_PROBLEM DESCRIPTION_
Copy out each line in the entries below that contains the word "before". Case counts.

******************************

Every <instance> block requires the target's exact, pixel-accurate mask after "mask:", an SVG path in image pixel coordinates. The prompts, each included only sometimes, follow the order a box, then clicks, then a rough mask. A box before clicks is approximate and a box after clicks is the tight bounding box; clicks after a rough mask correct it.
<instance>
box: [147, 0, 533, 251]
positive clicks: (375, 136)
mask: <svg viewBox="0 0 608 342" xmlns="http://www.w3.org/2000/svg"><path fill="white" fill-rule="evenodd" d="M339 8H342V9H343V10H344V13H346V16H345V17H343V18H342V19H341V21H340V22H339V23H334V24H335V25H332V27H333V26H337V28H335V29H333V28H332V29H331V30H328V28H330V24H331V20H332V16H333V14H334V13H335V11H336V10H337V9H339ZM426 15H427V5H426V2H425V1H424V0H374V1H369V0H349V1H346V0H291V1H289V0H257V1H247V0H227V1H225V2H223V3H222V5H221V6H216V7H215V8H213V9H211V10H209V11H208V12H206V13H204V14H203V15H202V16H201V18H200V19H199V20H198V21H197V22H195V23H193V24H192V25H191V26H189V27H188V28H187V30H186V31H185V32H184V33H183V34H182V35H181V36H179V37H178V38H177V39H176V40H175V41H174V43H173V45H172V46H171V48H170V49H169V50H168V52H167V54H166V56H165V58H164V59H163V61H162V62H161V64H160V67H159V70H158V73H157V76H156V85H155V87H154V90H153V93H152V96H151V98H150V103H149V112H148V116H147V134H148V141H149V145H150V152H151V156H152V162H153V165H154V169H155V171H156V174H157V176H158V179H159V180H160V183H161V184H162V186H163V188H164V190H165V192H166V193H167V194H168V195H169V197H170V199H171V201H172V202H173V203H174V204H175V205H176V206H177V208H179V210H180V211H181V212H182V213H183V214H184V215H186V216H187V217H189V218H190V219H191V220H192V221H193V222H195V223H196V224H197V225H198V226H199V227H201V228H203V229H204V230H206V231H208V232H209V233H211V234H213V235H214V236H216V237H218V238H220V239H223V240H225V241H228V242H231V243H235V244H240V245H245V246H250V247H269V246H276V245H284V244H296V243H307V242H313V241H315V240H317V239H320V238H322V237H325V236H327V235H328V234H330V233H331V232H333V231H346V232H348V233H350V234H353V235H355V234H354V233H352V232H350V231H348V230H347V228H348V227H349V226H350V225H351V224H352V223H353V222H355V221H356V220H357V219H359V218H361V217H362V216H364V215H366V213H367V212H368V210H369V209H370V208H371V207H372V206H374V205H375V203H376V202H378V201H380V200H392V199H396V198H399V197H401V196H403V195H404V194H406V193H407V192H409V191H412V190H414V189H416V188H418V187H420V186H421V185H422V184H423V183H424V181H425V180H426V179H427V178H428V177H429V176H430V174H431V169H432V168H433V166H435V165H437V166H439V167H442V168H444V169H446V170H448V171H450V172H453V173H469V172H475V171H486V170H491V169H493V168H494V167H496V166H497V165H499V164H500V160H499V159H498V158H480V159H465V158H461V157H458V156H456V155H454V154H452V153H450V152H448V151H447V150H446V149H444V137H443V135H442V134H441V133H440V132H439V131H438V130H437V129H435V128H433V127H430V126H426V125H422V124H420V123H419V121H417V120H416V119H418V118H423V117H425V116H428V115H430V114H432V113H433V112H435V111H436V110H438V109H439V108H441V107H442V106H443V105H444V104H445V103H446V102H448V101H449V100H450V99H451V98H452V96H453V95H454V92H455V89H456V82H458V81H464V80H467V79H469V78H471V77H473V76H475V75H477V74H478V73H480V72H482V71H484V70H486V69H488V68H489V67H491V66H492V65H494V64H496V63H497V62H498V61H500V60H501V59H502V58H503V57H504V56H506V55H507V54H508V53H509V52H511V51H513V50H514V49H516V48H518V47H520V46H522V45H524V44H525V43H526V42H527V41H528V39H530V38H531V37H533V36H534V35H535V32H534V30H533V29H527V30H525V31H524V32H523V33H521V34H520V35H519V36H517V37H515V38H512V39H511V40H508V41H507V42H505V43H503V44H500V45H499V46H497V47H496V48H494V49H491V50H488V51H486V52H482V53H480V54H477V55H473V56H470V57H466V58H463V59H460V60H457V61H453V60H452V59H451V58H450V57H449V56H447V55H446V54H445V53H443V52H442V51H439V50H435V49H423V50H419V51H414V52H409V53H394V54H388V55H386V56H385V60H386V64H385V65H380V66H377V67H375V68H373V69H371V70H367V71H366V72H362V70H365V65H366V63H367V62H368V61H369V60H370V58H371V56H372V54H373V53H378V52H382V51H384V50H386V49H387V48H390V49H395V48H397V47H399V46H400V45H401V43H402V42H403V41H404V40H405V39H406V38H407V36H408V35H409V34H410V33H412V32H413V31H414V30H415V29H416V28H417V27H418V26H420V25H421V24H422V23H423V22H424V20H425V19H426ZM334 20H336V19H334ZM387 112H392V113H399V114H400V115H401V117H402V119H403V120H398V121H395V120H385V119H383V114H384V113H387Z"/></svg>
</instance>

******************************

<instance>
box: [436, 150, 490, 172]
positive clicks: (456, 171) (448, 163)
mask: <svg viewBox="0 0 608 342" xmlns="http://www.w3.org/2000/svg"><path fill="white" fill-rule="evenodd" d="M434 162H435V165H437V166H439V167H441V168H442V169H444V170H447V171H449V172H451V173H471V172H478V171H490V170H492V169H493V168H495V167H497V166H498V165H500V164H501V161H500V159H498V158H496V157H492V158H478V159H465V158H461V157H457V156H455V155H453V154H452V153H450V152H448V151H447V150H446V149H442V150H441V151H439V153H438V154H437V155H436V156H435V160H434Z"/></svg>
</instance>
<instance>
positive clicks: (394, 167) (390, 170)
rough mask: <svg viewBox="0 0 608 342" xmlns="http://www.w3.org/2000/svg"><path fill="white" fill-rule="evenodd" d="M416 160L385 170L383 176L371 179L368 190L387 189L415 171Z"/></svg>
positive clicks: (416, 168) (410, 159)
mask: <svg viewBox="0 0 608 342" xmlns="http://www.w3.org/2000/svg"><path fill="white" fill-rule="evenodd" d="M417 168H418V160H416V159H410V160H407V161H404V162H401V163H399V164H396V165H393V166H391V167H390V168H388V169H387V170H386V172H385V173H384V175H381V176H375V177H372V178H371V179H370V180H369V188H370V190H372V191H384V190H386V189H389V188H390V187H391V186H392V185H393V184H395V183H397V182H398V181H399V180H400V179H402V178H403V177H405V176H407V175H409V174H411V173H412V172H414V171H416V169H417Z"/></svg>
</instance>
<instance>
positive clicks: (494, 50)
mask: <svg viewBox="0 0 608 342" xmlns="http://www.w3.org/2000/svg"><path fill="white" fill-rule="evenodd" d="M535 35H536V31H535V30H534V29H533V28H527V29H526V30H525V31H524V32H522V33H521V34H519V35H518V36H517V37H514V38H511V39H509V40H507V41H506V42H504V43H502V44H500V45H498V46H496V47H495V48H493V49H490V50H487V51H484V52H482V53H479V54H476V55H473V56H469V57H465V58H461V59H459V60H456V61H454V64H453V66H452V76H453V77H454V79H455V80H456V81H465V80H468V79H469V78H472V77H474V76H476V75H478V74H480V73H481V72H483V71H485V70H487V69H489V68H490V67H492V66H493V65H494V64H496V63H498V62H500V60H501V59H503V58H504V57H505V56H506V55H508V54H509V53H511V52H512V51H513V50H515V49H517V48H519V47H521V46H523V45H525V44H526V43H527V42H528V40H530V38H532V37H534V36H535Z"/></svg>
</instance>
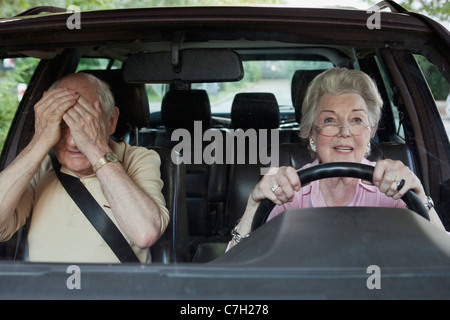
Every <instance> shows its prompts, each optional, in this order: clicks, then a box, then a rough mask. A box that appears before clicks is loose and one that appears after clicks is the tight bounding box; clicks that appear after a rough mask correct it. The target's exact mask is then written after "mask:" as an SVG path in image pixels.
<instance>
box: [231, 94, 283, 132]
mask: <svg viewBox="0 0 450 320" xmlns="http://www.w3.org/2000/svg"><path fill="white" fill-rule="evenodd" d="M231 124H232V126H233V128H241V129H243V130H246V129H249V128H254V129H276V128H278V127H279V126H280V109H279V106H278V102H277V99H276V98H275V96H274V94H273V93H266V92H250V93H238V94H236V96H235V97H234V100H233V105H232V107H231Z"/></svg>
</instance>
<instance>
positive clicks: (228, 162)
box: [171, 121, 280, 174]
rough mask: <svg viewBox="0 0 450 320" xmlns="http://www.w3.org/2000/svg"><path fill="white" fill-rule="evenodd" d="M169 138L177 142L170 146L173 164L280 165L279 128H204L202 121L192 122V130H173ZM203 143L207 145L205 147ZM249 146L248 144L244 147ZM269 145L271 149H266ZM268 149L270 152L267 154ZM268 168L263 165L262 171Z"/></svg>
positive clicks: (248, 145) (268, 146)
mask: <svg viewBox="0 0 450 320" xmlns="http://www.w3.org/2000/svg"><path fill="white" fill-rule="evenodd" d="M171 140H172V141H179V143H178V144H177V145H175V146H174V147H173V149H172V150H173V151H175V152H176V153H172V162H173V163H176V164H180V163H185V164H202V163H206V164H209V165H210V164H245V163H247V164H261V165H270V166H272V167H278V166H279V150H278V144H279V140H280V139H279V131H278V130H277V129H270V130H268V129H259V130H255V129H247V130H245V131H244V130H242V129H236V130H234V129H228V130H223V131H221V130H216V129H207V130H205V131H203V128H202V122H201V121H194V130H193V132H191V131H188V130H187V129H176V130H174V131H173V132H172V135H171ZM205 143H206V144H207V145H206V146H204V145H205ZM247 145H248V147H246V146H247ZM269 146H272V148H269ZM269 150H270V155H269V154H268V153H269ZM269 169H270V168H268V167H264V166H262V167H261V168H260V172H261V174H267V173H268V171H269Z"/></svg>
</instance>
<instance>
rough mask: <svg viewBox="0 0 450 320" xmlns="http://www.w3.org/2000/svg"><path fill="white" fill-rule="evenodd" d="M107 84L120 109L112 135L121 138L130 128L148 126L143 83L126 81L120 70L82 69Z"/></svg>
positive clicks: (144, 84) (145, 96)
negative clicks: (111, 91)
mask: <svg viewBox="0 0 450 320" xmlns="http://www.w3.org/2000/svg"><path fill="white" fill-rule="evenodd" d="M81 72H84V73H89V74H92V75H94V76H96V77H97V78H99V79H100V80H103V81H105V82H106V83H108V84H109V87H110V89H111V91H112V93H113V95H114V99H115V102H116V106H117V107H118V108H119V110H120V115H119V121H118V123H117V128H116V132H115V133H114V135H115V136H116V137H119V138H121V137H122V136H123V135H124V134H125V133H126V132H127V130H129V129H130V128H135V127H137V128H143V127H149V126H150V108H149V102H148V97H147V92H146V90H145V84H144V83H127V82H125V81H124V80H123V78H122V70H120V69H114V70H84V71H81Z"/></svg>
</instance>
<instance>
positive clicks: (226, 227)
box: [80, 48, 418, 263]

******************************

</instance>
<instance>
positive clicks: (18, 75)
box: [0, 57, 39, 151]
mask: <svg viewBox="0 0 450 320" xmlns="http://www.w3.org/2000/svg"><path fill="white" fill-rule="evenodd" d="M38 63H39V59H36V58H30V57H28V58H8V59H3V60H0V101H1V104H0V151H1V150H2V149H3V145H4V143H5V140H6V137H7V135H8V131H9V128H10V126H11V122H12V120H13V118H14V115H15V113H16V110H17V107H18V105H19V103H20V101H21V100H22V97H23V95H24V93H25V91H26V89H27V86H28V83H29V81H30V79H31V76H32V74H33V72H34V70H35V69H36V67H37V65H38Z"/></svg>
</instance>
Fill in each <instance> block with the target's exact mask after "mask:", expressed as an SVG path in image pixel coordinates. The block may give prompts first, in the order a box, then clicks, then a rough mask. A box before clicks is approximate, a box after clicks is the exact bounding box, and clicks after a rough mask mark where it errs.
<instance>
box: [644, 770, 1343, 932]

******************************

_TASK SOLUTION_
Every <instance> block requires the target's exact, pixel-accurate mask after "mask:", an SVG path in image pixel coordinates. The prompts, each included only sometimes, follow the order a box, then clicks, then a rough mask. A box before clicks is approximate and a box after clicks is the tight bounding box; clicks after a rough mask correct it.
Every <instance> shows its prompts, each optional, in this order: clicks, then a box, then a rough mask. A box that appears before clicks is loose and one that appears after clicks is the tight bounding box; clicks that appear after a rough mask correct it. The target's exact mask is then written after "mask:" as an SVG path in image pixels.
Fill in each <instance> block with the target's exact mask after "mask:", expressed as an SVG path in image pixel coordinates. The block may give prompts first, in the order a box, then clicks, then a rough mask. A box before clicks is approximate, a box after clicks is the exact bounding box, and clicks after a rough mask mark where it errs.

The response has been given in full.